- **Request**: Reproduce every row below word for word.

(Stored entries)
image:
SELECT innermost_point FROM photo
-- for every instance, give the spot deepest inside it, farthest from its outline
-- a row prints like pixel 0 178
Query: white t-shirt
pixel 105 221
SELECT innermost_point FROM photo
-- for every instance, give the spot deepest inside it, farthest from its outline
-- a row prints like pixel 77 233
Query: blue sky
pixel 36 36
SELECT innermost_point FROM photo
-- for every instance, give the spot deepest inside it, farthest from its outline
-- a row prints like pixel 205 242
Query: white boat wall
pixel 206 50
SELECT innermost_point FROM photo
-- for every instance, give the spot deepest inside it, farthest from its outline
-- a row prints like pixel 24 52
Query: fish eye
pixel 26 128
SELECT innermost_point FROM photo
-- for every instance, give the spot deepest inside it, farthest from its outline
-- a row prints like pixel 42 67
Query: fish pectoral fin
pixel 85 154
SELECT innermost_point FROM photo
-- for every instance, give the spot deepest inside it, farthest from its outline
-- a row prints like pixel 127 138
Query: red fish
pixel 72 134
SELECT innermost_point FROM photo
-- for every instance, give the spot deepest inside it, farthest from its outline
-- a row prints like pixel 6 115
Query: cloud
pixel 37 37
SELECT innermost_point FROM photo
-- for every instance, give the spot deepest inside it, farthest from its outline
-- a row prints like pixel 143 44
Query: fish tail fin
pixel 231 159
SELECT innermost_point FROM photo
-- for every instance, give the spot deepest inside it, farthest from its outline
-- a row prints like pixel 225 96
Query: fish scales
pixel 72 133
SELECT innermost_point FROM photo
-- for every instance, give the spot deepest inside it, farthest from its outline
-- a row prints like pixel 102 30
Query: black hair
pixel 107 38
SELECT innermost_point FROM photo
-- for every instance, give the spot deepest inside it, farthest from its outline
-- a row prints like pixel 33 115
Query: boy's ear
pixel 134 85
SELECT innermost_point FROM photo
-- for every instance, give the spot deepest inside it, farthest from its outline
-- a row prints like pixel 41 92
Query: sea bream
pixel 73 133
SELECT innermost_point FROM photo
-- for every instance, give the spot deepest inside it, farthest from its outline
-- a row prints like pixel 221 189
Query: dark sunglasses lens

- **Answer for this exercise**:
image:
SELECT innermost_point FROM photo
-- for every instance, give the spot deepest inside it, farthest from its outline
-- a row prints like pixel 0 178
Query: white t-shirt
pixel 105 221
SELECT innermost_point FROM photo
-- for every instance, give the spot deepest inside it, farthest from its outline
-- a row prints like pixel 77 233
Query: blue sky
pixel 36 36
SELECT innermost_point FROM photo
-- for every instance, give the spot deepest inside it, farthest from its outline
-- a row prints like pixel 205 242
Query: white boat wall
pixel 206 50
SELECT innermost_point FROM photo
-- for every instance, give the spot deepest inside it, farthest from its outline
-- a row prints like pixel 24 52
Query: fish eye
pixel 26 128
SELECT innermost_point FROM photo
-- for every instance, give the spot deepest inside it, farthest from its outline
-- a row prints like pixel 42 67
Query: fish pectoral fin
pixel 85 154
SELECT innermost_point FROM photo
-- for every instance, give the spot deepest inside it, farthest from its outline
-- a row prints like pixel 127 138
Query: red fish
pixel 72 134
SELECT innermost_point FROM photo
-- for every instance, give the spot deepest inside it, farthest from its outline
-- a row prints like pixel 6 115
Query: cloud
pixel 37 37
SELECT innermost_point FROM photo
-- for every instance, give the spot deepest inside it, farthest from its outline
-- a row prints like pixel 143 44
Query: fish tail fin
pixel 231 159
SELECT innermost_point FROM photo
-- for every instance, give the spot deepest inside it, farthest from its outline
-- a row prints like pixel 225 96
Query: fish scales
pixel 72 133
SELECT innermost_point FROM photo
-- for every instance, give the spot deepest inside it, farthest from its outline
-- a row prints like pixel 102 30
Query: black hair
pixel 107 38
SELECT innermost_point FROM photo
-- for every instance, give the spot deepest inside it, farthest from its outline
-- a row prints like pixel 33 115
Query: boy's ear
pixel 134 85
SELECT innermost_point FROM photo
-- for every instance, give the spot deepest inside it, farthest from its outline
-- a row prints like pixel 41 92
Query: sea bream
pixel 73 133
SELECT innermost_point FROM photo
-- for every instance, give the spot deepest inside it, farthest from its outline
-- a row prints like pixel 221 189
Query: dark sunglasses lens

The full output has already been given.